**WORK TO BE COMPLETED**
Your answer is a copy of every line in the records where "shrub" appears.

**STORED DATA**
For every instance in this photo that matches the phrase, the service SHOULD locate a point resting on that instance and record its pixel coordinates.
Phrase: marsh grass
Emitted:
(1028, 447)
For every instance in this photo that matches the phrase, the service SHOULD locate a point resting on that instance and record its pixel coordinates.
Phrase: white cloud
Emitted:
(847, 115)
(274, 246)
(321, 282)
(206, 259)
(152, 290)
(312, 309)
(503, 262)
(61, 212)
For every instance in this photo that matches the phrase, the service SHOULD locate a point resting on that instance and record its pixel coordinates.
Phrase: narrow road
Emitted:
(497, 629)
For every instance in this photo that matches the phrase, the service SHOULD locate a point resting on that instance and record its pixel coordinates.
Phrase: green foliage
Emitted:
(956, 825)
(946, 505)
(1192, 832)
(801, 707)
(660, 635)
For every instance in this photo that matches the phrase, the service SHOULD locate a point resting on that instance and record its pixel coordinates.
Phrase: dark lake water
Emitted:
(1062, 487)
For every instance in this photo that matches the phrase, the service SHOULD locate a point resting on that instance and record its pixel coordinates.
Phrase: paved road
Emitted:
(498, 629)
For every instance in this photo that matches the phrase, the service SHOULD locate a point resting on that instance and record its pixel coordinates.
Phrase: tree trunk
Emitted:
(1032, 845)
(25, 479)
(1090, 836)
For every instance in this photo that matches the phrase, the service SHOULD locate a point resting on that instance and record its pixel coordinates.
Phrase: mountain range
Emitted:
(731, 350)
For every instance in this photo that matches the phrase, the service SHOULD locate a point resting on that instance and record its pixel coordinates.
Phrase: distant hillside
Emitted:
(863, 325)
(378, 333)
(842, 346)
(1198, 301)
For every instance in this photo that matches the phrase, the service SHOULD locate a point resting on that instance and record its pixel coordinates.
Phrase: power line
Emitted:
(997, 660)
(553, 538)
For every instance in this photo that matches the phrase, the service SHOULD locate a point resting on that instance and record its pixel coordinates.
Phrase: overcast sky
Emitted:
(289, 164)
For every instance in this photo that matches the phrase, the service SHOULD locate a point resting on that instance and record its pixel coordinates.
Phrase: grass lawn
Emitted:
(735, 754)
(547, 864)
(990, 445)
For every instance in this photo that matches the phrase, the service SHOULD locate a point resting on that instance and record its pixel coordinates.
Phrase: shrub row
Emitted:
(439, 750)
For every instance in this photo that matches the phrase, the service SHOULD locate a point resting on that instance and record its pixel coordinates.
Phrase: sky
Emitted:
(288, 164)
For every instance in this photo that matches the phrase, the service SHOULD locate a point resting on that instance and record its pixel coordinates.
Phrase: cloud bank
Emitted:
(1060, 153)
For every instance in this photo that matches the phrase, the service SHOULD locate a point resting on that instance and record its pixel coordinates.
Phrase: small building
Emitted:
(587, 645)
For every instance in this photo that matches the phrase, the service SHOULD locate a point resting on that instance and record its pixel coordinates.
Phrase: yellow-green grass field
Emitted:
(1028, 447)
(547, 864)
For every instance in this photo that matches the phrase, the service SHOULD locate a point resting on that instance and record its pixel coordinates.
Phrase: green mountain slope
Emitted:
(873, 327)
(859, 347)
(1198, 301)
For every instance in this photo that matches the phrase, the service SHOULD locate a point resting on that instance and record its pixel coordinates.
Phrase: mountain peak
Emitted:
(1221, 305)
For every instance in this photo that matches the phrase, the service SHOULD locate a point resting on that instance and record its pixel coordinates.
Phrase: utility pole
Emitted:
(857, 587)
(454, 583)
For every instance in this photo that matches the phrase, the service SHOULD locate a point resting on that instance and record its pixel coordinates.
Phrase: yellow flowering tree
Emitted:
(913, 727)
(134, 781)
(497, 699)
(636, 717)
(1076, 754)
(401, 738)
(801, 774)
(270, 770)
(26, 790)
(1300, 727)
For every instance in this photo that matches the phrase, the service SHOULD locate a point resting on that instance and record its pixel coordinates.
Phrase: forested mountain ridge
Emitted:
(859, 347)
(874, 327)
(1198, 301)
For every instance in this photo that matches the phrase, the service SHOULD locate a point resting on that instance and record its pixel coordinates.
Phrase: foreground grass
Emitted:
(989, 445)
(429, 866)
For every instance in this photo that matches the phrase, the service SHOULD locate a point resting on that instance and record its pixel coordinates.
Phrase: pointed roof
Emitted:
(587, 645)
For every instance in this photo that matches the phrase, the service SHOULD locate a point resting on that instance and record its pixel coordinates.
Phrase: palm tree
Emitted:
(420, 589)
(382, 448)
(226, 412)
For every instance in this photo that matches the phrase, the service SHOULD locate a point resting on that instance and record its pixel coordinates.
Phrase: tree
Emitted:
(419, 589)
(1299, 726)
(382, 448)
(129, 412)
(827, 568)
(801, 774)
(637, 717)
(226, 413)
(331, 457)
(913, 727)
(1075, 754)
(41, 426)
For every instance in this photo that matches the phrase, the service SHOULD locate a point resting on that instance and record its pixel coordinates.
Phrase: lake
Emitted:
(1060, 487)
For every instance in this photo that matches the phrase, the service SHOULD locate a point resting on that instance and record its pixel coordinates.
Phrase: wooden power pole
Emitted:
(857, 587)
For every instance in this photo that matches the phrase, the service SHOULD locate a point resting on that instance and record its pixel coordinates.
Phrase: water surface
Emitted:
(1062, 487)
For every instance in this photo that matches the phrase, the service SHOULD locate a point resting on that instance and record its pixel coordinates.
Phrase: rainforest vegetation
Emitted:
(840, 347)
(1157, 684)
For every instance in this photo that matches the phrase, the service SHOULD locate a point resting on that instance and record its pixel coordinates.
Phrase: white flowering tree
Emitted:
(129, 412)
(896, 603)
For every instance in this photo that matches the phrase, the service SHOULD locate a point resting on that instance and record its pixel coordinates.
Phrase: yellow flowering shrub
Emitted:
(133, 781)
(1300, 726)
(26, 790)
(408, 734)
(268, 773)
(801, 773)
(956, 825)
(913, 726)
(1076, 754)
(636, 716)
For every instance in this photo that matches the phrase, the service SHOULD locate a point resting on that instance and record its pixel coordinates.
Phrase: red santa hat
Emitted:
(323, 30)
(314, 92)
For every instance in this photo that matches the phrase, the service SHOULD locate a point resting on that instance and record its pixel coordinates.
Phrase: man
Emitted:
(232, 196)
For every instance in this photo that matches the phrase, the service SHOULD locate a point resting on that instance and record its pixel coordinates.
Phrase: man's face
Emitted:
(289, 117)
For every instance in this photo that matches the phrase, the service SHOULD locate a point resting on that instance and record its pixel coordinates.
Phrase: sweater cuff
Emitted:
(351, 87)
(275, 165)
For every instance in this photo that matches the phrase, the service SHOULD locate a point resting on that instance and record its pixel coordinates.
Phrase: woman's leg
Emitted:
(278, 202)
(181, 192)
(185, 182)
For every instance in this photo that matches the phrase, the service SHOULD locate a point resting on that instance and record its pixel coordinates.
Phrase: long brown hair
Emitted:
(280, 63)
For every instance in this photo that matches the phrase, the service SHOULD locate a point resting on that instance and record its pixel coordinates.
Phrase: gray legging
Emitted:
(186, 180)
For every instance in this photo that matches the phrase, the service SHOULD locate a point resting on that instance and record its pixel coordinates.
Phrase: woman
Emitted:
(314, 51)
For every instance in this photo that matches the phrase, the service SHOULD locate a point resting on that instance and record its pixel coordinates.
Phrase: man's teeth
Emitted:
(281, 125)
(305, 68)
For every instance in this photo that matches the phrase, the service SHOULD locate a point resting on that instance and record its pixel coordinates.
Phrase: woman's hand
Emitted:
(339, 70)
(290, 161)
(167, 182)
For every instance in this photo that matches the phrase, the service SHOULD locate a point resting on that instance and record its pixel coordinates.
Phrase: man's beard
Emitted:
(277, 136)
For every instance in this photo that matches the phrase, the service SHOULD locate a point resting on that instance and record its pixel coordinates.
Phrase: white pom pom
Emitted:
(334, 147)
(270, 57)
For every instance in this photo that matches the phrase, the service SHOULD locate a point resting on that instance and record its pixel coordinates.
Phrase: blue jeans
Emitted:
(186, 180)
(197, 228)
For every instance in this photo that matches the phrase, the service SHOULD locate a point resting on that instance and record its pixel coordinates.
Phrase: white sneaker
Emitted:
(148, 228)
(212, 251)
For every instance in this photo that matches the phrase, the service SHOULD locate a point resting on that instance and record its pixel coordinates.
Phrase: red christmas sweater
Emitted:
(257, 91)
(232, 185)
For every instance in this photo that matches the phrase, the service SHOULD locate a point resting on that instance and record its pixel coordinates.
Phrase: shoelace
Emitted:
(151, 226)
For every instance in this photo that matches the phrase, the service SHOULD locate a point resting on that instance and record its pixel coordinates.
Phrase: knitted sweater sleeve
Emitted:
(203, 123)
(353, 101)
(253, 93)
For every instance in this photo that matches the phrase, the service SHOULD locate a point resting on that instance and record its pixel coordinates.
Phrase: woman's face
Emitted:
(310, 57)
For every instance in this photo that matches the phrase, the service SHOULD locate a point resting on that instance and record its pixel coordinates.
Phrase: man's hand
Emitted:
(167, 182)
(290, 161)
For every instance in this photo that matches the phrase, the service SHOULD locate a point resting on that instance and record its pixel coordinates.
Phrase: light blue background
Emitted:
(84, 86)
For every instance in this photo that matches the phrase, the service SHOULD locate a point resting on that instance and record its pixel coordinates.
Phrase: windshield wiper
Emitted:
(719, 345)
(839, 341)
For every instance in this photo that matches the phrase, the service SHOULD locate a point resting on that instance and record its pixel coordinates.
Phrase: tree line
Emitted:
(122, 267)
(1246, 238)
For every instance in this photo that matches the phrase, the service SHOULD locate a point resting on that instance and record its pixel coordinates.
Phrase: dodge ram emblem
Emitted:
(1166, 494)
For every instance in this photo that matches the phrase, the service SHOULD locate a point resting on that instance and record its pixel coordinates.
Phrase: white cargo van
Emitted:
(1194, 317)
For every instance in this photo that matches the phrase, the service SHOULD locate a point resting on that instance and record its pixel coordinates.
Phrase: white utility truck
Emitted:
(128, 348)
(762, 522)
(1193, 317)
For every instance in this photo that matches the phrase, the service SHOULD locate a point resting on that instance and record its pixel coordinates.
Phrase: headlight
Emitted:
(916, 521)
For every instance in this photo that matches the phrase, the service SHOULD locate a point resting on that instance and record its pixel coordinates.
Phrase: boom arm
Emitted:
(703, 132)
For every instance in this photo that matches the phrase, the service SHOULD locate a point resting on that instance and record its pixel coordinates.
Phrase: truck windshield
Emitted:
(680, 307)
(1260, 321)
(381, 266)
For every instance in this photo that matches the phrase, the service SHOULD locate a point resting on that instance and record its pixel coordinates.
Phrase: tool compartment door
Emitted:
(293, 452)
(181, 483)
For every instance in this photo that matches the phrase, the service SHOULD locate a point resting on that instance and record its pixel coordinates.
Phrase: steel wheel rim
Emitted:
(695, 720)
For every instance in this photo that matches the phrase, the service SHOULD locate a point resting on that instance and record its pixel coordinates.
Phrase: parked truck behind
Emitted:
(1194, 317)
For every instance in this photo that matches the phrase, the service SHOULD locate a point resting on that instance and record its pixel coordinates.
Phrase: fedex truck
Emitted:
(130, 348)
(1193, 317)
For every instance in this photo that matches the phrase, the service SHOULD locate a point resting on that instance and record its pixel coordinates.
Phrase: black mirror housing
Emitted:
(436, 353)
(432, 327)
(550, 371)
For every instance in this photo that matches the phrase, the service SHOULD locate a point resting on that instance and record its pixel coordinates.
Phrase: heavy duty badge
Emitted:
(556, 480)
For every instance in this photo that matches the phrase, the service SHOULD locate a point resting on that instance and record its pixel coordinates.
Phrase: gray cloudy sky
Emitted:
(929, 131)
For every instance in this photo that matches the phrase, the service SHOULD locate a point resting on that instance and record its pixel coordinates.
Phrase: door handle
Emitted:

**ANSWER FOR THIS EXERCISE**
Phrase: shrub row
Phrase: yellow flowering shrub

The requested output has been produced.